Transcribe the data. Leave out nothing.

* _Raw data_
================================

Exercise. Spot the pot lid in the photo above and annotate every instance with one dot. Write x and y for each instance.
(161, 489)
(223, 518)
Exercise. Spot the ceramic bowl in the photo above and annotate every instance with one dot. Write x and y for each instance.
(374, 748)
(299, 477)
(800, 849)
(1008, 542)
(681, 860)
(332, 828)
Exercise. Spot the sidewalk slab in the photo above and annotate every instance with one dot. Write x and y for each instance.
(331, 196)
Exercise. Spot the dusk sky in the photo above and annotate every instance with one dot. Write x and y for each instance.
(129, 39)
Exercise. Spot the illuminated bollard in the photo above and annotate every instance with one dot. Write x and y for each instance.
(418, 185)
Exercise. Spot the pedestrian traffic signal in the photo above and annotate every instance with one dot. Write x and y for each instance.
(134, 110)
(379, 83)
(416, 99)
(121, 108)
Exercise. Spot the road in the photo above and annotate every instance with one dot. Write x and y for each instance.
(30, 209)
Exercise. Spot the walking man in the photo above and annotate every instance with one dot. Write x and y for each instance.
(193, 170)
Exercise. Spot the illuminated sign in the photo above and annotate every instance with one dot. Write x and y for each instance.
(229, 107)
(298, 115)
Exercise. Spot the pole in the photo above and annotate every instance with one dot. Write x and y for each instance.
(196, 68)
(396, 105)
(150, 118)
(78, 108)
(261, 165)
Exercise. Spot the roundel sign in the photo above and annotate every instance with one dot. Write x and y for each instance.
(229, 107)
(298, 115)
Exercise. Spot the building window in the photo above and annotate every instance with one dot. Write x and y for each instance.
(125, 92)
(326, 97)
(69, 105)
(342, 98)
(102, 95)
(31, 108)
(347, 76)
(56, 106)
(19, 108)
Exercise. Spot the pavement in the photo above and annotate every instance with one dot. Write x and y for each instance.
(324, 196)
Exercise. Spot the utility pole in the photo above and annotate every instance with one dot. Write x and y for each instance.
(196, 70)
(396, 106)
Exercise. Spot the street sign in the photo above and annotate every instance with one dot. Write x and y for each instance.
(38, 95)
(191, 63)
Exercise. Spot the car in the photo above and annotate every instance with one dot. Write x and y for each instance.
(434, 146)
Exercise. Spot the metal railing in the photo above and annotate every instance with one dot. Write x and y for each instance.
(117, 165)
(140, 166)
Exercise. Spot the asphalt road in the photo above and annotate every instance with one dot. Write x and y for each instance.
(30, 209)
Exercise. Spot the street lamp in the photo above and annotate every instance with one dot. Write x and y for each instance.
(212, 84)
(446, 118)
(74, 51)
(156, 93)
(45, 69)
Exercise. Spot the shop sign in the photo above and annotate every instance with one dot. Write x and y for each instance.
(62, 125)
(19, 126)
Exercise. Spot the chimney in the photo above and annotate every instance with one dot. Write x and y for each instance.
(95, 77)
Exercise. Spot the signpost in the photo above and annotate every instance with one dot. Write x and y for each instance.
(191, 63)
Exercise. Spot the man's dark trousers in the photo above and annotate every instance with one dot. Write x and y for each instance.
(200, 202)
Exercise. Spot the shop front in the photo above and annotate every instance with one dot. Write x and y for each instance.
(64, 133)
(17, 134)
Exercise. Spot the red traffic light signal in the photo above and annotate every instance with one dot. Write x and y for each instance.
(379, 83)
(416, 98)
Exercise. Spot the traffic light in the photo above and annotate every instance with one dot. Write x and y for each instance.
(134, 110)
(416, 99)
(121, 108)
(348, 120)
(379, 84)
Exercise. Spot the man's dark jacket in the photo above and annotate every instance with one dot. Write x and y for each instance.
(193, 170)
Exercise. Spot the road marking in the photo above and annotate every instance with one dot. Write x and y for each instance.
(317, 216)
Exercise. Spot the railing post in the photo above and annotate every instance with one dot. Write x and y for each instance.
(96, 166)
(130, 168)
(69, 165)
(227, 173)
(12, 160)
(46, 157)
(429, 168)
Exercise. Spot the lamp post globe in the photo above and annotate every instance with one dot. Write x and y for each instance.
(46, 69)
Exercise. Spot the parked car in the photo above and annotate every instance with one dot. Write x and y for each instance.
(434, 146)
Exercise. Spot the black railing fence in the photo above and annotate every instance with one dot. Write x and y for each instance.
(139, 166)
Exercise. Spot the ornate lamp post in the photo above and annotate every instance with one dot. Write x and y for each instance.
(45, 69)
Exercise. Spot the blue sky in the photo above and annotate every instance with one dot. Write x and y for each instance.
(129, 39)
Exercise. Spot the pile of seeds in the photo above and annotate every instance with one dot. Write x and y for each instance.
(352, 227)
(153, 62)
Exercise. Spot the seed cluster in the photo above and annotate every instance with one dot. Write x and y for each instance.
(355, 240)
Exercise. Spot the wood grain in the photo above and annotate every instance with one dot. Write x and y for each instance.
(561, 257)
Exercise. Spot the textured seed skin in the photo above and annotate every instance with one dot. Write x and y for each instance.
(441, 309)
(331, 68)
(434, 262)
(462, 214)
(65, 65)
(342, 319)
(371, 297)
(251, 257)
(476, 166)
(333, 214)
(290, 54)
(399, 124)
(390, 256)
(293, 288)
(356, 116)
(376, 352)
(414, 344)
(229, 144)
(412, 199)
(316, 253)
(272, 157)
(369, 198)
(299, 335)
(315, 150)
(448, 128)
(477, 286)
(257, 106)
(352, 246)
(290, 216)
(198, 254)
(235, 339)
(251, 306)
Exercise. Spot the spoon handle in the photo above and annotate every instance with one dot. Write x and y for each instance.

================================

* _Task output_
Exercise. Spot the pot lid in the photo above and annotate every instance with one dot. Write x and y for each instance.
(161, 489)
(223, 518)
Exercise. Spot the ceramic bowl in the photo above and annotate every instance with one dot. Write x and y for each instance.
(374, 748)
(299, 477)
(800, 849)
(1008, 542)
(681, 860)
(332, 828)
Exercise. Spot the sidewalk slab in the photo above and annotate every instance with one dot. Write x and y for each instance.
(331, 196)
Exercise. Spot the dusk sky in the photo above and annotate every instance with one dot. Write x and y for each instance.
(129, 39)
Exercise. Spot the illuminated bollard in the photo above and annotate every instance with one dot. Write x and y for each instance.
(418, 185)
Exercise. Spot the pedestrian traffic signal in the photo above and annotate every instance with one dot. Write x and y for each instance.
(134, 110)
(379, 83)
(416, 99)
(121, 108)
Exercise. Spot the road in the photo above and annotate every instance with one dot. Write x and y for each instance.
(30, 209)
Exercise. Spot the walking man in the photo above and annotate every instance with one dot. Write x and y for each instance.
(193, 170)
Exercise. Spot the illuminated sign in the photo above and annotate every instance with one dot. Write x and y for each instance.
(229, 107)
(298, 115)
Exercise. Spot the pole in the photo above and annotate every instance with one dot. Write x and y for each instance.
(196, 68)
(396, 105)
(150, 118)
(78, 108)
(261, 165)
Exercise. Spot the roundel sign in the photo above and annotate every instance with one dot. Write x and y for each instance.
(229, 107)
(298, 115)
Exercise. Spot the building window in the photo above and annotate every instance with one dot. Write x and y for each instance.
(125, 92)
(326, 97)
(69, 105)
(342, 98)
(102, 95)
(31, 108)
(347, 76)
(56, 106)
(19, 108)
Exercise. Spot the pavement in the photo above and annotate every instance with one dot. Write x and y for each instance.
(324, 196)
Exercise. Spot the utility pole in the photo above and annotate every instance with one dot. Write x and y for each instance.
(196, 70)
(396, 106)
Exercise. Spot the street sign in the photo above and annotate every instance with one dot. Write x and y for each instance.
(38, 95)
(191, 63)
Exercise. Spot the car in the photo above and annotate every instance with one dot. Write x and y for each instance.
(434, 146)
Exercise. Spot the metal railing in the photo above and annotate every instance with one dot. Write x and y for each instance.
(117, 165)
(140, 166)
Exercise. Spot the asphalt road in the photo above and annotate every instance with one dot. Write x and y for each instance.
(30, 209)
Exercise. Spot the street lamp in the photo above and annotate every instance with one dot. Write x and y for each instance.
(212, 84)
(446, 118)
(74, 51)
(156, 93)
(45, 69)
Exercise. Spot the shop sign in the photo above and annotate every instance with one dot. Write x and y for each instance.
(62, 125)
(19, 126)
Exercise. Spot the chimney in the photo above and annotate every instance with one dot. Write x and y for each instance.
(95, 77)
Exercise. Spot the signpost in the photo above and annotate every instance with one dot. Write x and y for each instance.
(191, 63)
Exercise. Spot the man's dark trousers in the photo above and annotate every instance with one dot. Write x and y for each instance.
(200, 202)
Exercise. Spot the shop front in the photo above and annotate every instance with one dot. Write x and y for each instance.
(64, 133)
(17, 134)
Exercise. Spot the red traffic light signal in the photo above and annotate every instance with one dot. Write x and y for each instance.
(379, 83)
(416, 98)
Exercise. Spot the traffic light in the photo above and annotate every instance with one dot. Write x and y for each instance.
(134, 110)
(416, 99)
(121, 108)
(348, 120)
(379, 84)
Exercise. Spot the man's dark jacket in the photo above and annotate every instance with one dot. Write x and y for each instance.
(193, 170)
Exercise. Spot the road marking in the photo above and annotate every instance with one dot. Write x and y for each instance.
(317, 216)
Exercise. Spot the railing post in the photo above and annotate every instance with one dot. Write x and y for each instance.
(96, 166)
(130, 168)
(69, 165)
(227, 173)
(12, 160)
(46, 157)
(429, 168)
Exercise. Spot the lamp post globe in the photo above and annotate every instance with one dot. Write x and y for each instance.
(46, 69)
Exercise. Spot the parked car in the photo above and annotate every instance with one dot. Write x and y for each instance.
(434, 146)
Exercise. Spot the black railing fence in the photo above and annotate every instance with one dot. Write x and y for each instance.
(139, 166)
Exercise. Spot the ornate lamp post in the photo above and annotate every instance with one dot. Write x and y for each instance.
(45, 69)
Exercise. Spot the blue sky in the photo above and annotate every instance with one dot. Write x and y for each instance.
(129, 39)
Exercise. Spot the pile of seeds in the photo above and annotate every instance with one dot. Write x and y for each instance.
(352, 227)
(153, 62)
Exercise. Spot the seed cluster in the photo above and annotate every instance with one dot. Write x and y for each instance.
(355, 240)
Exercise. Spot the wood grain in the photo above and annotate every instance with one dot. Write x and y for each instance.
(561, 257)
Exercise. Spot the textured seed skin in the photo above and annotate every instance with one dot. Write x and y for each instance.
(441, 309)
(331, 68)
(434, 262)
(462, 214)
(65, 65)
(342, 319)
(371, 297)
(251, 257)
(476, 166)
(333, 214)
(290, 54)
(399, 124)
(390, 256)
(293, 288)
(356, 116)
(376, 352)
(414, 344)
(229, 144)
(412, 199)
(316, 253)
(272, 157)
(369, 198)
(299, 335)
(315, 150)
(448, 128)
(477, 286)
(257, 106)
(352, 246)
(290, 216)
(198, 254)
(235, 339)
(251, 306)
Exercise. Spot the spoon handle in the photo above and annotate every instance with one dot. Write x and y for each instance.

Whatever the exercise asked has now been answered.